**WORK TO COMPLETE:** List each line in the material below that contains the word "floor", and copy every such line in full.

**EXERCISE MATERIALS:**
>> START
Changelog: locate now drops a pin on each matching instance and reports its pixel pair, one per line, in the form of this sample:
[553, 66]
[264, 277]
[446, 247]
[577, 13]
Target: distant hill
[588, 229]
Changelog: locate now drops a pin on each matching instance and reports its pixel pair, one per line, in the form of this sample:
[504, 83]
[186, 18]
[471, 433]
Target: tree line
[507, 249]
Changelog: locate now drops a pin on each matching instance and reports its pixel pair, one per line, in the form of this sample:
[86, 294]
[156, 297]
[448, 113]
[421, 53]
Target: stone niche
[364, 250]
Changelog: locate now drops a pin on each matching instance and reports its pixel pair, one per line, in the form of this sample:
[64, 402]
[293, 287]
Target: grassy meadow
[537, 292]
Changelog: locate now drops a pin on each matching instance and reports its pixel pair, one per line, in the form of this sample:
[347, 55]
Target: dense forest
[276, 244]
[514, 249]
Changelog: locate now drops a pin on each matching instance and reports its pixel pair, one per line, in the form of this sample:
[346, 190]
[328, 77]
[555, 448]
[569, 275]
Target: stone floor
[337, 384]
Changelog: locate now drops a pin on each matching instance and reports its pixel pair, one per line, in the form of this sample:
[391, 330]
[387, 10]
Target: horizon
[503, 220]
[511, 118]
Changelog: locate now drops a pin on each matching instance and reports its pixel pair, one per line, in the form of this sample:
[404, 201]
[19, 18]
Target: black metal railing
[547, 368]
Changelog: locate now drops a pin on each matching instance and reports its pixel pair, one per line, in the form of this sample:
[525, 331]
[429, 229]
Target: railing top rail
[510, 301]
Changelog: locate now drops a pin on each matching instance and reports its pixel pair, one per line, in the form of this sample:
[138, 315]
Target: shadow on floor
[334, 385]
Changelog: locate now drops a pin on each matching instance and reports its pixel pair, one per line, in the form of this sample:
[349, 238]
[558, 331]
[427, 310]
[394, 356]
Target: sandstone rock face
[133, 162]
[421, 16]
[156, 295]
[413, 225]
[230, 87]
>> END
>> START
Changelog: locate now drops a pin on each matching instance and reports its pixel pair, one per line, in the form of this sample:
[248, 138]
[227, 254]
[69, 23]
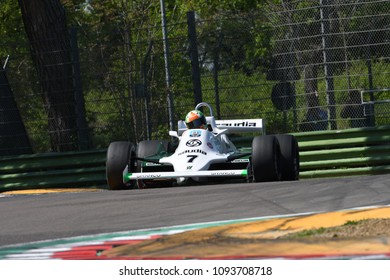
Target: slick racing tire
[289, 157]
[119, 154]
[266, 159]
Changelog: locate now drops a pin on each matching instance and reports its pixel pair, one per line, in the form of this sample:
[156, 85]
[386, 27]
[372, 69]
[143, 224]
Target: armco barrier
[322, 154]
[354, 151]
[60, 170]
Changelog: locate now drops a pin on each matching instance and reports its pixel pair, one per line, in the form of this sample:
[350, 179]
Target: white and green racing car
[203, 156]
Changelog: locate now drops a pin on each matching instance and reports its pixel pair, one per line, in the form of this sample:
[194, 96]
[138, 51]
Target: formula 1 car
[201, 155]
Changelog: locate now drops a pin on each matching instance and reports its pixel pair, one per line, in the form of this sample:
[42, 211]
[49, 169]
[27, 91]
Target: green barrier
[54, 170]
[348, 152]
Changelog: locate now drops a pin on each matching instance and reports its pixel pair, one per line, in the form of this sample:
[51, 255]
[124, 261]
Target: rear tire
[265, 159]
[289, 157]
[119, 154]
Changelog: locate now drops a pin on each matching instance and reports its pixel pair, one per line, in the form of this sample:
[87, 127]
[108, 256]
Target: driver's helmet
>> END
>> START
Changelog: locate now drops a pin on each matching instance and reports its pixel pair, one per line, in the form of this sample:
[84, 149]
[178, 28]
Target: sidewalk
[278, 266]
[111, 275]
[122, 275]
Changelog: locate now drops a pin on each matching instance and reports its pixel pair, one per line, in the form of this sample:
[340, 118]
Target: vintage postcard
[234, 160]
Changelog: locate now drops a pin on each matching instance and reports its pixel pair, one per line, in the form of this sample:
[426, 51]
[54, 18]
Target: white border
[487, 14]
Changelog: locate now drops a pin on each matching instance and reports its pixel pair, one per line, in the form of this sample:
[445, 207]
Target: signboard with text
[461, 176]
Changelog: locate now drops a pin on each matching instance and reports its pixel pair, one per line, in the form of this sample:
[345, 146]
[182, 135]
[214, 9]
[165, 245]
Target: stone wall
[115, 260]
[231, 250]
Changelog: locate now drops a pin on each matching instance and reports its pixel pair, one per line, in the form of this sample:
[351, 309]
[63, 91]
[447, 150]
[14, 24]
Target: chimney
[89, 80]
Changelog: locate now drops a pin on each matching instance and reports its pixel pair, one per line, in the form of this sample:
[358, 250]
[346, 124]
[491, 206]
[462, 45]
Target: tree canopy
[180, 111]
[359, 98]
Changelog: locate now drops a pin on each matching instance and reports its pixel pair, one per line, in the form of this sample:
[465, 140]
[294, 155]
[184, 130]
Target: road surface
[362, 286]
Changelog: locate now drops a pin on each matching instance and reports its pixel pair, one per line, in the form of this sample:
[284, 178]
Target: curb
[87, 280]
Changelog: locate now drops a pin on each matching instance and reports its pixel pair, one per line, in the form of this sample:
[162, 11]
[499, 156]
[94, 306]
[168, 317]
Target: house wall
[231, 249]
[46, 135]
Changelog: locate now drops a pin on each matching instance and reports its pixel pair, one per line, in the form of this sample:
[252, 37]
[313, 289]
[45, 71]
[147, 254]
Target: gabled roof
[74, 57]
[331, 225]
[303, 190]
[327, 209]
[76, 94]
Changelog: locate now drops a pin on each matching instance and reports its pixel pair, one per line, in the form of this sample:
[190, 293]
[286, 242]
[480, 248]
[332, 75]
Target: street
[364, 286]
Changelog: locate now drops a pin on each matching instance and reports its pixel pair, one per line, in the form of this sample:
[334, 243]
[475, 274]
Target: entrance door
>> END
**ANSWER IN FULL:**
Target: stone floor
Target: shadow on floor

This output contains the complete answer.